- Problem description: Find the line with "Target: large yellow" and the line with "the red and" in the entries below; output exactly those two lines, every line between them, and no others.

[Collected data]

>>>>>

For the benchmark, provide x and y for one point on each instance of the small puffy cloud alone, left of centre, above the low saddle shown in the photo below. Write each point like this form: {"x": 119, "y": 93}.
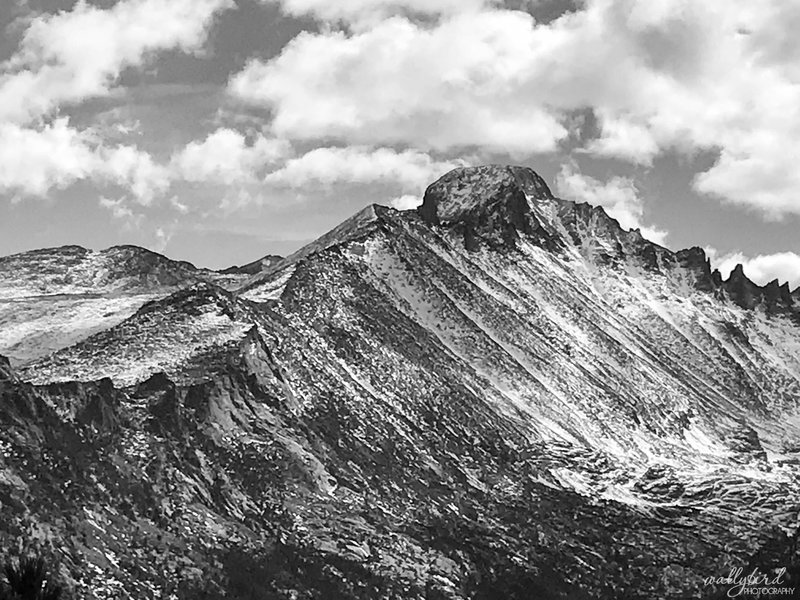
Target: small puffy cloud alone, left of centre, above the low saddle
{"x": 226, "y": 157}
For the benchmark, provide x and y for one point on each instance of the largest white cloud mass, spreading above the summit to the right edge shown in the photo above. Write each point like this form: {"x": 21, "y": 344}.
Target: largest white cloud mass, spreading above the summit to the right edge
{"x": 672, "y": 75}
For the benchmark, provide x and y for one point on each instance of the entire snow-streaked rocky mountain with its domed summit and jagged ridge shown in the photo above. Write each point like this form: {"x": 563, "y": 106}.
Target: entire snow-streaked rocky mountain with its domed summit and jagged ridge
{"x": 501, "y": 394}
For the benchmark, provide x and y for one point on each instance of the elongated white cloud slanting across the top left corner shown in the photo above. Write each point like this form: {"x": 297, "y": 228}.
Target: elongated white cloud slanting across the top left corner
{"x": 73, "y": 55}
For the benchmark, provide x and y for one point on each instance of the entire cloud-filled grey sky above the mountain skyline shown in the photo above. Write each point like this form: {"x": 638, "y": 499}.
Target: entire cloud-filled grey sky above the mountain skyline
{"x": 219, "y": 131}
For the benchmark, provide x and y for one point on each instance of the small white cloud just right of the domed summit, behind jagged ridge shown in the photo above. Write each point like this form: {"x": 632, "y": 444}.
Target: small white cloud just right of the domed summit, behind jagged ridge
{"x": 618, "y": 196}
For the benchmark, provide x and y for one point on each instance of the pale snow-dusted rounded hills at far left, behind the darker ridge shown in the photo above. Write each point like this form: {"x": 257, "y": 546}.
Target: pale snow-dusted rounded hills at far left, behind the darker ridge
{"x": 55, "y": 297}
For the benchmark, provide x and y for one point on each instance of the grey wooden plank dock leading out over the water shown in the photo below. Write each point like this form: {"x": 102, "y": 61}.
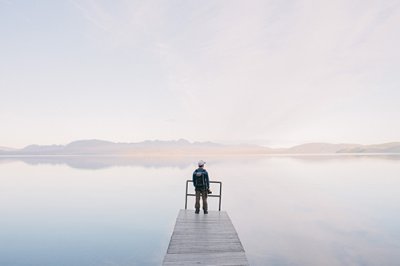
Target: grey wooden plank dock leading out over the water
{"x": 204, "y": 239}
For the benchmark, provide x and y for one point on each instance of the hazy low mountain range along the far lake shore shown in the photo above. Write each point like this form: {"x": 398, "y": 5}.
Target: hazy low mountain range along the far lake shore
{"x": 184, "y": 147}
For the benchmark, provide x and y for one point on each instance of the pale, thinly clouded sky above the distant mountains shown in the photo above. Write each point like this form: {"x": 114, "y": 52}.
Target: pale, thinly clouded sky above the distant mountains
{"x": 274, "y": 73}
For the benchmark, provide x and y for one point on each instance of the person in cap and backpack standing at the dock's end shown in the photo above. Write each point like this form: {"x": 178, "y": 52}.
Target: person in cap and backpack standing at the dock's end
{"x": 202, "y": 186}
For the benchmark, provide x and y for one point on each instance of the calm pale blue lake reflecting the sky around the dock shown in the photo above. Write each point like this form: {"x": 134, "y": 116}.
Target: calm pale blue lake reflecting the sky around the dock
{"x": 287, "y": 210}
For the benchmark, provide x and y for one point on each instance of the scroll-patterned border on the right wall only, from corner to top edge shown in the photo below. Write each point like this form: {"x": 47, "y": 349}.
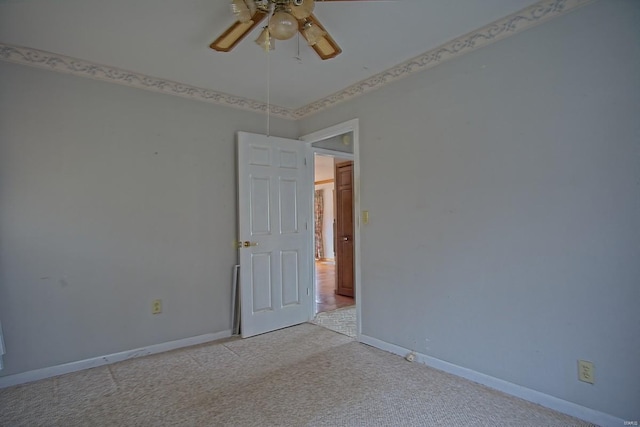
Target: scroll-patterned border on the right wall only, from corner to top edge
{"x": 498, "y": 30}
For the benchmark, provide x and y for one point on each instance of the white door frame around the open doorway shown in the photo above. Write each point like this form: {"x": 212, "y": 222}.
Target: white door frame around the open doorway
{"x": 322, "y": 134}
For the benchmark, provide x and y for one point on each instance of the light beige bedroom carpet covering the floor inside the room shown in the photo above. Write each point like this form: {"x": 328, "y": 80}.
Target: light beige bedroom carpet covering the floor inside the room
{"x": 300, "y": 376}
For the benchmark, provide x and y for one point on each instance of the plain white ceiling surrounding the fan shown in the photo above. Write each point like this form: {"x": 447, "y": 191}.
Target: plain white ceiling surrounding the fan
{"x": 169, "y": 39}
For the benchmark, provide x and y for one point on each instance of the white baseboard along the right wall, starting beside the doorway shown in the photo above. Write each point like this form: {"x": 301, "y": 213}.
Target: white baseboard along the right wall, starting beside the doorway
{"x": 548, "y": 401}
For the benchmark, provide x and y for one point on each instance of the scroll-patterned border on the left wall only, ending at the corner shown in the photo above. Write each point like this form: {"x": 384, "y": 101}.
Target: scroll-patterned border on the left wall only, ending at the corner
{"x": 79, "y": 67}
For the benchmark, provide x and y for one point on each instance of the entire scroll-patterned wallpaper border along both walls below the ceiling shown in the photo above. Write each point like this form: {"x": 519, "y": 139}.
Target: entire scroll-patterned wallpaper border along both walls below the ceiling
{"x": 498, "y": 30}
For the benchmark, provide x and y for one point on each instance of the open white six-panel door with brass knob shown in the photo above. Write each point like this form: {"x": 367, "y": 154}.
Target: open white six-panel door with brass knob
{"x": 273, "y": 220}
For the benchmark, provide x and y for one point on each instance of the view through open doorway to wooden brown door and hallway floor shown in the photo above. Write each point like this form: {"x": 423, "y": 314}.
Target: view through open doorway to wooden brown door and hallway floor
{"x": 333, "y": 233}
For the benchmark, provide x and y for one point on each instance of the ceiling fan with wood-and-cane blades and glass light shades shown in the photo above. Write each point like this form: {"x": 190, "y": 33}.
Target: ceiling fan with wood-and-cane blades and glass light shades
{"x": 286, "y": 19}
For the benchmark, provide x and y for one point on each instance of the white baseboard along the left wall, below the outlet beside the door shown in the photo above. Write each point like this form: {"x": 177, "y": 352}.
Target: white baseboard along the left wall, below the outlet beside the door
{"x": 52, "y": 371}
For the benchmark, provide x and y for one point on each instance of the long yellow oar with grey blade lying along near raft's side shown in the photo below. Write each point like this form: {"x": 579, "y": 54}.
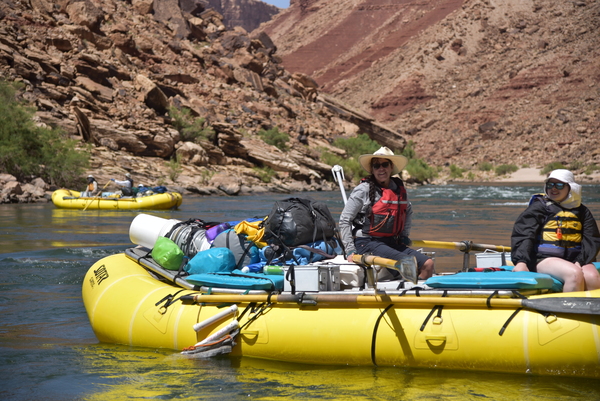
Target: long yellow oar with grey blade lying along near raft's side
{"x": 567, "y": 305}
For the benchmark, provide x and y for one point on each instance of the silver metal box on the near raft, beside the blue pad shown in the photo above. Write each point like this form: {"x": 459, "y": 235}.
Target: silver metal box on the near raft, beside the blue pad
{"x": 313, "y": 278}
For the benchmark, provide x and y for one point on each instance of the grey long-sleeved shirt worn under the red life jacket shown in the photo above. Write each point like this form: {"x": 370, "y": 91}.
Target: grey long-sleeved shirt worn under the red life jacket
{"x": 359, "y": 202}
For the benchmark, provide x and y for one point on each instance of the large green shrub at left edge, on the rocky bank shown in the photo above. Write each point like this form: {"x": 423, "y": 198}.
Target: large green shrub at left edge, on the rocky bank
{"x": 27, "y": 150}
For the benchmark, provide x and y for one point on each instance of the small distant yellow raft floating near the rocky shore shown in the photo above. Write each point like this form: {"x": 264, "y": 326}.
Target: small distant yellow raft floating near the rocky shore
{"x": 68, "y": 199}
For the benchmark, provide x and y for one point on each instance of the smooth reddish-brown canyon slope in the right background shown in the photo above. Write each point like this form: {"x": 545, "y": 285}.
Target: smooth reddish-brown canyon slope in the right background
{"x": 473, "y": 81}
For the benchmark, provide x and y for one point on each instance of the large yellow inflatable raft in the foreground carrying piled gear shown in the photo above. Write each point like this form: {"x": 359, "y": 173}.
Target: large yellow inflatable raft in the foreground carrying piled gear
{"x": 547, "y": 333}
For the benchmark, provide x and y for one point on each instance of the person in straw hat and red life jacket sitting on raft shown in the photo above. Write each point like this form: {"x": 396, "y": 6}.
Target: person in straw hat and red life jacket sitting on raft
{"x": 377, "y": 217}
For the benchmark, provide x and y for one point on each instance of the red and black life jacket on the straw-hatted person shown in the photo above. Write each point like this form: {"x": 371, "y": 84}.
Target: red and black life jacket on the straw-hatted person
{"x": 388, "y": 214}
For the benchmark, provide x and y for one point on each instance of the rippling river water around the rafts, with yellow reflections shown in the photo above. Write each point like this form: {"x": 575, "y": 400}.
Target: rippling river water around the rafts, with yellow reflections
{"x": 48, "y": 350}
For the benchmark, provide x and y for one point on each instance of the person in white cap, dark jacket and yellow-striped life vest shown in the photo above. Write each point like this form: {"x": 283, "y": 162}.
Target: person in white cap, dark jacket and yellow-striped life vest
{"x": 558, "y": 235}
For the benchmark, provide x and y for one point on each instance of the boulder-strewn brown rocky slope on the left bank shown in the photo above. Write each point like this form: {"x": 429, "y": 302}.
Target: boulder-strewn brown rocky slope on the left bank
{"x": 107, "y": 72}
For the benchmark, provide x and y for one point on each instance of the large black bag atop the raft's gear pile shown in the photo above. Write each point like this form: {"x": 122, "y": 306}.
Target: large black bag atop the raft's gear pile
{"x": 297, "y": 221}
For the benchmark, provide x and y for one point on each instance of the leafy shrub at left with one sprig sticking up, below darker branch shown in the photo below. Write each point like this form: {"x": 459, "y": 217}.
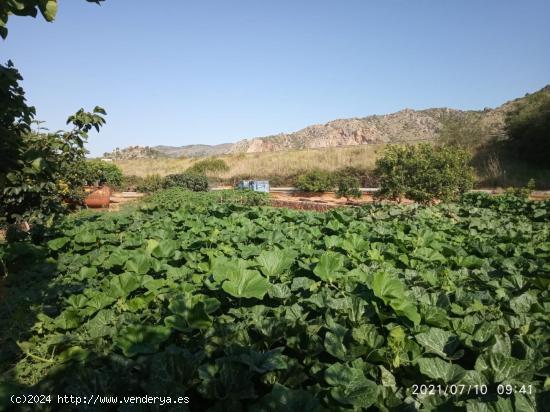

<<<<<

- Task result:
Target: large yellow inflatable raft in the foreground carrying piled gear
{"x": 547, "y": 333}
For the benchmark, provide x and y for one point on each instance of the person in straw hat and red life jacket sitting on raft shown in the photo above. Write each point like this form: {"x": 396, "y": 6}.
Target: person in straw hat and red life jacket sitting on raft
{"x": 377, "y": 217}
For the benchmark, provide x and y for one point on each instance of the red and black life jacket on the straw-hatted person shown in the photo above. Write each point like this form: {"x": 371, "y": 84}.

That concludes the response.